--- Start Given text ---
# MAC semi precious haul



## geeko (Jul 1, 2011)

So glad that MAC semi precious was finally launched, and being a blush addict, i bought all 4 of the msfs, 3 mineralized blushers...and 3 MES.

  	I probably will go back for the brushes and maybe some more MES, but i've spent too much for now. so yeah


----------



## gleamingbeauty (Jul 2, 2011)

GAH! I'm so jealous! The MSF's look so beautiful!


----------



## LittleMaryJane (Jul 2, 2011)

Ooh, what a great haul! Enjoy your stuff


----------



## jaylilee (Jul 3, 2011)

Super jealous beyond belief! what an awesome haul! I had to restrict myself to two lipsticks and a lipglass this time because my poor bank account was crying already. I'm hoping to eventually get my hands on those MSFs and blushes, though!


----------



## naturallyfab (Jul 3, 2011)

Great haul! How are you liking the MSF's? I may get the bronze one, but I'm not sure :/


----------



## geeko (Jul 6, 2011)

I think all the msfs are very lovely this time round.... but... i have to say that they are very shimmery. So if u are not a huge fan of shimmer or glitters, u may find them to be a bit shimmery for ya liking....

  	I love the rose quartz msf very much though... it looks so pleasing to the eyes haha


----------



## LiLBeautyBarbie (Jul 6, 2011)

Great haul! Everything looks so pretty!...I'm also planning on getting all four MSFs but I'm not sure about the blushes yet.


----------



## ElvenEyes (Jul 6, 2011)

Gorgeous haul! You are making me very excited about my MSF's that are coming!!
--- End Given text ---
--- Start Extracted data ---
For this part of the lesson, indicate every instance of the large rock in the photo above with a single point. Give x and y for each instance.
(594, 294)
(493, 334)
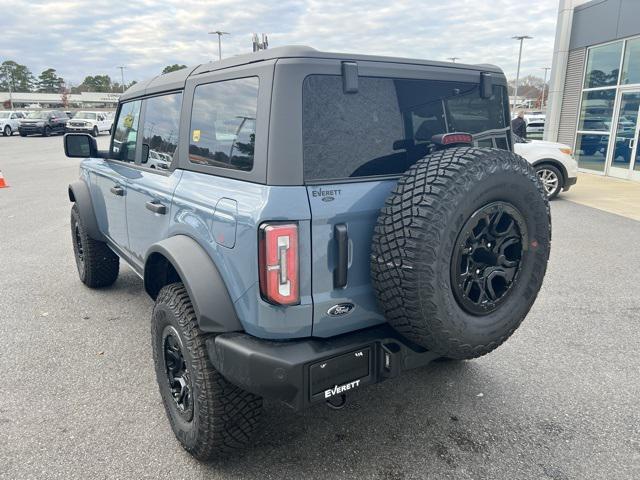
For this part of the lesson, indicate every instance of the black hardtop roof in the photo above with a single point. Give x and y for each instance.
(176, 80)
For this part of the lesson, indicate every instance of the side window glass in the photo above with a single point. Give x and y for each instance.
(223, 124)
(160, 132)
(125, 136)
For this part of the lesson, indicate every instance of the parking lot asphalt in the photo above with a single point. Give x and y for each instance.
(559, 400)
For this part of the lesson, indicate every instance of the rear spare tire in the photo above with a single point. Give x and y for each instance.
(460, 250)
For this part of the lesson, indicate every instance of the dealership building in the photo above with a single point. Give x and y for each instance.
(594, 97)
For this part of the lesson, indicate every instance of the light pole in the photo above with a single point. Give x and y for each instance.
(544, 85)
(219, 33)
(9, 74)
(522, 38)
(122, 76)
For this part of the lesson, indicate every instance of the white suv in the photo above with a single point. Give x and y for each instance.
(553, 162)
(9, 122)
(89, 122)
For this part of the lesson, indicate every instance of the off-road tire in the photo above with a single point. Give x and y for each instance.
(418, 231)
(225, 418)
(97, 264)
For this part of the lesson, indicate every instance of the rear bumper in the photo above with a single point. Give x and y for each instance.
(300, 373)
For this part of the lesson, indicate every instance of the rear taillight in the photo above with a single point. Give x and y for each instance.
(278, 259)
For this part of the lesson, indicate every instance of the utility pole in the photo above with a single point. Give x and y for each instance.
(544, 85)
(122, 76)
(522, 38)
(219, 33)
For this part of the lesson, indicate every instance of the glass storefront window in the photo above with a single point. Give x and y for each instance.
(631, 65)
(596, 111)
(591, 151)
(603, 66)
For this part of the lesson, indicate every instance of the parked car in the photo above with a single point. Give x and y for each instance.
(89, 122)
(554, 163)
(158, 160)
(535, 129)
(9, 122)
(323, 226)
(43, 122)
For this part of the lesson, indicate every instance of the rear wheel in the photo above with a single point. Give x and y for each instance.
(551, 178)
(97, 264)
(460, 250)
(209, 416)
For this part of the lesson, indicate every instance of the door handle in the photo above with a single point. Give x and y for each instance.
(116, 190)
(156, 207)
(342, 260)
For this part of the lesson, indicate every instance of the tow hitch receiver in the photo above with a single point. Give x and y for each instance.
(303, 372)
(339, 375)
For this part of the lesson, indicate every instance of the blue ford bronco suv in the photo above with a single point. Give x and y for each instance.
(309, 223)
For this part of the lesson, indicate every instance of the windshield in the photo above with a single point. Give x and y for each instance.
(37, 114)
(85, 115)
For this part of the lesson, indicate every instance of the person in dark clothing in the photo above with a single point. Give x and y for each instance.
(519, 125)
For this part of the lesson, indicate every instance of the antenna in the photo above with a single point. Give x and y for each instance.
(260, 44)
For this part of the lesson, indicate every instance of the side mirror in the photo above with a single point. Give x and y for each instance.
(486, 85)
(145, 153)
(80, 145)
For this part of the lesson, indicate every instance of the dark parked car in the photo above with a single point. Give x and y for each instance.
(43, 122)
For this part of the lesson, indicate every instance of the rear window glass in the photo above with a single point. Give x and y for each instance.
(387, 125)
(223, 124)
--- End Extracted data ---
--- Start Extracted data ---
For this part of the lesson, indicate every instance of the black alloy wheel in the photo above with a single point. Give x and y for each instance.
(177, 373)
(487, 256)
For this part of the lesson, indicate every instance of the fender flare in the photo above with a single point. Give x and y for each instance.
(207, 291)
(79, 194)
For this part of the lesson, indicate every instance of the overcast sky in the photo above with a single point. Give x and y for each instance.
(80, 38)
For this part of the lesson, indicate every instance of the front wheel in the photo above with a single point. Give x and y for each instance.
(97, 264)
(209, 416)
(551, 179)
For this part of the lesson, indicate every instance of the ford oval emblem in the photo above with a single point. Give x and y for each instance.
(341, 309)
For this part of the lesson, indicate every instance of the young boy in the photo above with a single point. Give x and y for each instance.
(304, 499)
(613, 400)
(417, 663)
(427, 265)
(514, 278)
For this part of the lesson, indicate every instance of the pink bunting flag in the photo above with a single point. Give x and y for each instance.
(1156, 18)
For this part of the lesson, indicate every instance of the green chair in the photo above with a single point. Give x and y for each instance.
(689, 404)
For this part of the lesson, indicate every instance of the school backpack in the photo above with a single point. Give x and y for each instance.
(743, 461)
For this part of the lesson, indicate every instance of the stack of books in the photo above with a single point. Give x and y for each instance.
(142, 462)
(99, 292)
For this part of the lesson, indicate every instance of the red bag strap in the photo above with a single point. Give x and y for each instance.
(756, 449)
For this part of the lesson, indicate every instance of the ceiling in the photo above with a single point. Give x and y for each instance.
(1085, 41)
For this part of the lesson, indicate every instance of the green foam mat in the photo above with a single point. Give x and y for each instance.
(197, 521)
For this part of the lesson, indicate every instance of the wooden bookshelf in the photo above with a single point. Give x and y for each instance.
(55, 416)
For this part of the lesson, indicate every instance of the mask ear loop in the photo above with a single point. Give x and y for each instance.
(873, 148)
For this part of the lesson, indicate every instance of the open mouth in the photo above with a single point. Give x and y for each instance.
--- End Extracted data ---
- [What you should do]: Copy the makeup haul thread word for word from "## jaylilee (Jul" to "naturallyfab (Jul 3, 2011)".

- [Finished exercise]:
## jaylilee (Jul 3, 2011)

Super jealous beyond belief! what an awesome haul! I had to restrict myself to two lipsticks and a lipglass this time because my poor bank account was crying already. I'm hoping to eventually get my hands on those MSFs and blushes, though!


----------



## naturallyfab (Jul 3, 2011)